Rewrite the lines below as a Markdown table with a "Number" column giving each row's position and a "Line" column holding the line, omitting any blank lines.

------ Given data ------

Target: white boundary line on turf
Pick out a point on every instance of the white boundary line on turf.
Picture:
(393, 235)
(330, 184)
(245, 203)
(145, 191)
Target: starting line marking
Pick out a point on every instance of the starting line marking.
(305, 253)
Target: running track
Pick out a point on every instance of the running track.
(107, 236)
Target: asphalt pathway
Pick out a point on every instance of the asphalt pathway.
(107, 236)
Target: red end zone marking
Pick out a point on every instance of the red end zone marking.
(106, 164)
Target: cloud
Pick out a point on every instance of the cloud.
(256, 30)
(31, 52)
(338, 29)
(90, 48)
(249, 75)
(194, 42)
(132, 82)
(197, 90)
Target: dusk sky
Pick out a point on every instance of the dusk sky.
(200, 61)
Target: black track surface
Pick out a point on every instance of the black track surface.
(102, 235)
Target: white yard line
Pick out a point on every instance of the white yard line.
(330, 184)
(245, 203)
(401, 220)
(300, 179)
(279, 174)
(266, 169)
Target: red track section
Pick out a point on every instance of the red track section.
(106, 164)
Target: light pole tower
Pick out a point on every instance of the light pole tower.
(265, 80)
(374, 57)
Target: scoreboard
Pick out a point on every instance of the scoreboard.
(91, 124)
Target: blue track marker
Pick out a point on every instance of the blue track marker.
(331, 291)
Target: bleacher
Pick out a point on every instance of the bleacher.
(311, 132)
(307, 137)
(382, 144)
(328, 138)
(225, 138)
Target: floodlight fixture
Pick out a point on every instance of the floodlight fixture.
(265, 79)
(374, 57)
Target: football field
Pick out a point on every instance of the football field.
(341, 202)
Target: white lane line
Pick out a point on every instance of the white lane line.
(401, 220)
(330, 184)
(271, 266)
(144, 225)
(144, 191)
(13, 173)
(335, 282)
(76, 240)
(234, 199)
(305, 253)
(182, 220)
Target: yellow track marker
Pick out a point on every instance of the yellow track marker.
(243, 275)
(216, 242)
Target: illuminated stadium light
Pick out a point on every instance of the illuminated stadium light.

------

Reply:
| Number | Line |
|---|---|
| 1 | Target: white boundary line on turf |
| 2 | Pick out a point on every instance of the white boundary line on turf. |
| 3 | Picture: |
| 4 | (393, 235) |
| 5 | (330, 184) |
| 6 | (245, 203) |
| 7 | (145, 191) |
| 8 | Target: starting line marking |
| 9 | Pick out a point on every instance of the starting line marking. |
| 10 | (305, 253) |
| 11 | Target: running track |
| 12 | Pick out a point on every instance of the running track. |
| 13 | (107, 236) |
| 14 | Target: asphalt pathway |
| 15 | Pick out a point on every instance of the asphalt pathway. |
| 16 | (107, 236) |
| 17 | Target: red end zone marking |
| 18 | Pick out a point on every instance of the red end zone marking. |
| 19 | (106, 164) |
| 20 | Target: cloud |
| 21 | Pick out a point on every instance of the cloud. |
| 22 | (256, 30) |
| 23 | (31, 52) |
| 24 | (338, 29) |
| 25 | (90, 48) |
| 26 | (249, 75) |
| 27 | (194, 42) |
| 28 | (132, 82) |
| 29 | (197, 90) |
| 30 | Target: dusk sky |
| 31 | Pick out a point on every instance of the dusk sky. |
| 32 | (200, 61) |
| 33 | Target: black track surface |
| 34 | Pick out a point on every instance of the black track surface. |
| 35 | (102, 235) |
| 36 | Target: white yard line |
| 37 | Pick out a point on every instance of the white yard line. |
| 38 | (330, 184) |
| 39 | (245, 203) |
| 40 | (401, 220) |
| 41 | (300, 179) |
| 42 | (279, 174) |
| 43 | (266, 169) |
| 44 | Target: red track section |
| 45 | Pick out a point on every instance of the red track section. |
| 46 | (106, 164) |
| 47 | Target: light pole tower |
| 48 | Pick out a point on every instance of the light pole tower. |
| 49 | (265, 80) |
| 50 | (374, 57) |
| 51 | Target: scoreboard |
| 52 | Pick out a point on every instance of the scoreboard. |
| 53 | (91, 124) |
| 54 | Target: blue track marker |
| 55 | Pick out a point on every instance of the blue track marker. |
| 56 | (331, 291) |
| 57 | Target: bleacher |
| 58 | Pick out a point on every instance of the bleacher. |
| 59 | (311, 132) |
| 60 | (307, 137) |
| 61 | (382, 144) |
| 62 | (328, 138) |
| 63 | (225, 138) |
| 64 | Target: floodlight fixture |
| 65 | Pick out a point on every instance of the floodlight fixture. |
| 66 | (265, 79) |
| 67 | (374, 57) |
| 68 | Target: football field |
| 69 | Pick out a point on every instance of the football field. |
| 70 | (341, 202) |
| 71 | Target: white lane line |
| 72 | Pick out a point on every instance of the white lane line. |
| 73 | (401, 220) |
| 74 | (330, 184) |
| 75 | (271, 266) |
| 76 | (144, 225) |
| 77 | (144, 191) |
| 78 | (13, 173) |
| 79 | (335, 282) |
| 80 | (76, 240) |
| 81 | (234, 199) |
| 82 | (305, 253) |
| 83 | (182, 220) |
| 84 | Target: yellow track marker |
| 85 | Pick out a point on every instance of the yellow track marker. |
| 86 | (243, 275) |
| 87 | (216, 242) |
| 88 | Target: illuminated stadium light |
| 89 | Pick out a point on every instance of the illuminated stadium light. |